### DIRECTIVE
Turn all of the data below into a JSON list of strings, with one string for each line and no blank lines. Leave the pictures out.
+ + + +
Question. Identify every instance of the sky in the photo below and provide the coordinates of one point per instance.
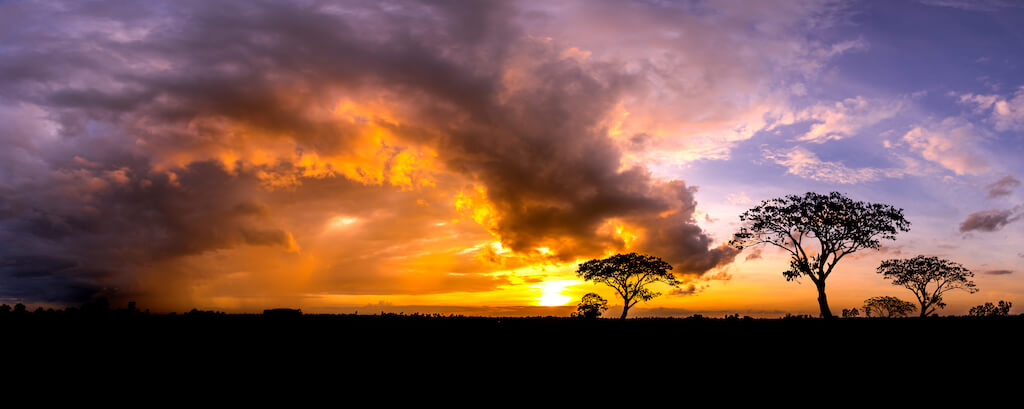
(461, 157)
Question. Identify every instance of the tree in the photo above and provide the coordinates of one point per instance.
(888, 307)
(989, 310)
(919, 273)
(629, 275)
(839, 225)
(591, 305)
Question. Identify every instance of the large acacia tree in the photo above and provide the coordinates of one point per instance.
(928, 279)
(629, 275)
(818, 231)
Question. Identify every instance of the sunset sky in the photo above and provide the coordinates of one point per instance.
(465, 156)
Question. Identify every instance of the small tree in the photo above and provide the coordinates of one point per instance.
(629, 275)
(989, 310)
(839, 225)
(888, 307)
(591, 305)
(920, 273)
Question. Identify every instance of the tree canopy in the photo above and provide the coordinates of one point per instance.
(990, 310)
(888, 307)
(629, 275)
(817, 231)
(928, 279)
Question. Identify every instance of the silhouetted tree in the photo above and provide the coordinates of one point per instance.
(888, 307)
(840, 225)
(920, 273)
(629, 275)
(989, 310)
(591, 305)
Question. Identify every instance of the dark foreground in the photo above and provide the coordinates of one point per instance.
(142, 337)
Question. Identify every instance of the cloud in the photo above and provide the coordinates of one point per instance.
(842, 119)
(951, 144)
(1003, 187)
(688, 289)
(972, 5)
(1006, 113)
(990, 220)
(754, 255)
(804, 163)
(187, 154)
+ + + +
### SOLUTION FOR THIS EXERCISE
[
  "Question. Identify every instance of the sky in the photo below and provide the coordinates of one point per instance.",
  "(461, 157)",
  "Question. Identify every instance of the tree in the photo above and provide the coordinates of one point per instance.",
  "(888, 307)",
  "(989, 310)",
  "(919, 273)",
  "(629, 275)",
  "(839, 225)",
  "(591, 305)",
  "Question. Identify every instance of the large acacia tree in the photo above and provide the coordinates of one point per instance.",
  "(928, 279)",
  "(629, 275)",
  "(818, 231)",
  "Question. Identify every instance of the sunset sky in the photo above and provide the coordinates of one point per instance.",
  "(465, 156)",
  "Question. Identify every instance of the small tree in the photo above and provide the coordinates of one point per instance.",
  "(629, 275)",
  "(989, 310)",
  "(839, 225)",
  "(888, 307)",
  "(591, 305)",
  "(920, 273)",
  "Question. Identify every instance of the tree canopy in the photo above and provide the coordinates of one point per instance.",
  "(990, 310)",
  "(888, 307)",
  "(629, 275)",
  "(817, 231)",
  "(928, 279)",
  "Question. Identify every instance of the silhouetted tree in the photo above and provide the coordinates of one point per instance.",
  "(888, 307)",
  "(840, 225)",
  "(920, 273)",
  "(629, 275)",
  "(989, 310)",
  "(591, 305)",
  "Question. Identify every instance of the dark foreground in the photo above and provide the coordinates of one point per instance.",
  "(142, 337)",
  "Question. Identify every instance of the cloud in the photo above and provide the coordinates of one point per instance.",
  "(842, 119)",
  "(951, 144)",
  "(1003, 187)",
  "(688, 289)",
  "(972, 5)",
  "(1006, 113)",
  "(990, 220)",
  "(754, 255)",
  "(804, 163)",
  "(187, 154)"
]